◆ **PROBLEM TO SOLVE**
From the first line of the material below to the line containing "negative clicks: (130, 70) (1, 102)", repeat every line exactly and add nothing.

========================================================================

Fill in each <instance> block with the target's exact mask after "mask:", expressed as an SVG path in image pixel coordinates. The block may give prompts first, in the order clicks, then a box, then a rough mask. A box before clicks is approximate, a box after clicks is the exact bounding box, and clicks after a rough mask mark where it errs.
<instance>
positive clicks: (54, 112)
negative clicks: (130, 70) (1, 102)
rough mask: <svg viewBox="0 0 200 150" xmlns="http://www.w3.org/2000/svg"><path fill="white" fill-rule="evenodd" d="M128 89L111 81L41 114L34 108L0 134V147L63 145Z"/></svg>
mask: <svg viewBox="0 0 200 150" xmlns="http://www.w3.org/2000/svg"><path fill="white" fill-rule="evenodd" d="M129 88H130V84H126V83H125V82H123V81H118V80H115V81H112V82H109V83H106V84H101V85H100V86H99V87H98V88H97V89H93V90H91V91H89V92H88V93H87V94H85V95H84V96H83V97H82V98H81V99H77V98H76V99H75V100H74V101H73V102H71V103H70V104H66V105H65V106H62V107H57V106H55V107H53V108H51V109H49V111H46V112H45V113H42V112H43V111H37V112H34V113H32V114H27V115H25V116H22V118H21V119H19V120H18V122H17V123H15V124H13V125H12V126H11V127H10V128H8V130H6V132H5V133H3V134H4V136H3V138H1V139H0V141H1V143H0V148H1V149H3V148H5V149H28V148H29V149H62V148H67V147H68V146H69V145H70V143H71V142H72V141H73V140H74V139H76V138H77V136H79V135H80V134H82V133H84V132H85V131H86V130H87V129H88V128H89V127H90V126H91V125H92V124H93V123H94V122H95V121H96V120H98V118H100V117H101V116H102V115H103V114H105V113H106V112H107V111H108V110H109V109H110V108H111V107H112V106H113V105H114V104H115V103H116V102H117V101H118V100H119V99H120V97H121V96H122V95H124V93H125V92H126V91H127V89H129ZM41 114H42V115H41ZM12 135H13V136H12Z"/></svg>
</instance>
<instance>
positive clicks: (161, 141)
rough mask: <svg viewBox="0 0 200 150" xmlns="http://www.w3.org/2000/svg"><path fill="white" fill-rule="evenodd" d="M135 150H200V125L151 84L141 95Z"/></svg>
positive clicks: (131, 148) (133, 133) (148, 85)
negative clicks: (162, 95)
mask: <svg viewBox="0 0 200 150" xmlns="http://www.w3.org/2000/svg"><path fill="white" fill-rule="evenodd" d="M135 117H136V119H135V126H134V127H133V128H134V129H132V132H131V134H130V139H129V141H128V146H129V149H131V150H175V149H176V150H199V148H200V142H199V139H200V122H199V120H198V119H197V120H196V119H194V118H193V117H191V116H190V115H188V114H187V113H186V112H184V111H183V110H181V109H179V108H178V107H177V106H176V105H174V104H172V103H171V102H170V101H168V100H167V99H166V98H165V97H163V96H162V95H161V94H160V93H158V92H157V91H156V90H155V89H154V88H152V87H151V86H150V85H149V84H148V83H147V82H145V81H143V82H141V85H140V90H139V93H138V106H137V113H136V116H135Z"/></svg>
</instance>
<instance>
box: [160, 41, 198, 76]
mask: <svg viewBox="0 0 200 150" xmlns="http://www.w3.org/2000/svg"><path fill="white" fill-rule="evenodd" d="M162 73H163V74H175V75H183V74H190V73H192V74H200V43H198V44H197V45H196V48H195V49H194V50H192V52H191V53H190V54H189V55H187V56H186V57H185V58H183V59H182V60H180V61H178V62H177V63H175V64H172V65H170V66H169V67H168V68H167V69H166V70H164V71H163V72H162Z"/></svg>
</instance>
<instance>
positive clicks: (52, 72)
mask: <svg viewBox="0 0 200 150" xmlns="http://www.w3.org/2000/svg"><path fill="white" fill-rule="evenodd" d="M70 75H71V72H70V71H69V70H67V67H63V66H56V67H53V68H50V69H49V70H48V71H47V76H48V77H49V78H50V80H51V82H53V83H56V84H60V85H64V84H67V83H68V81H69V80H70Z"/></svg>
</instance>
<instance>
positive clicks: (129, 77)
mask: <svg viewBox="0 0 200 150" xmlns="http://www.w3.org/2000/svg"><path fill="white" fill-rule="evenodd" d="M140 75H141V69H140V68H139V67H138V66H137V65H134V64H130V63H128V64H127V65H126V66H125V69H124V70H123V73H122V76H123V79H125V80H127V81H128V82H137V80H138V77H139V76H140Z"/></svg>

========================================================================

◆ **EXERCISE SOLUTION**
Fill in each <instance> block with the target's exact mask after "mask:", expressed as an SVG path in image pixel coordinates. The block may give prompts first, in the order clicks, then a box, then a rough mask. A box before clicks is approximate, a box after clicks is the exact bounding box, and clicks after a rough mask mark where it errs.
<instance>
positive clicks: (54, 112)
negative clicks: (130, 70) (1, 102)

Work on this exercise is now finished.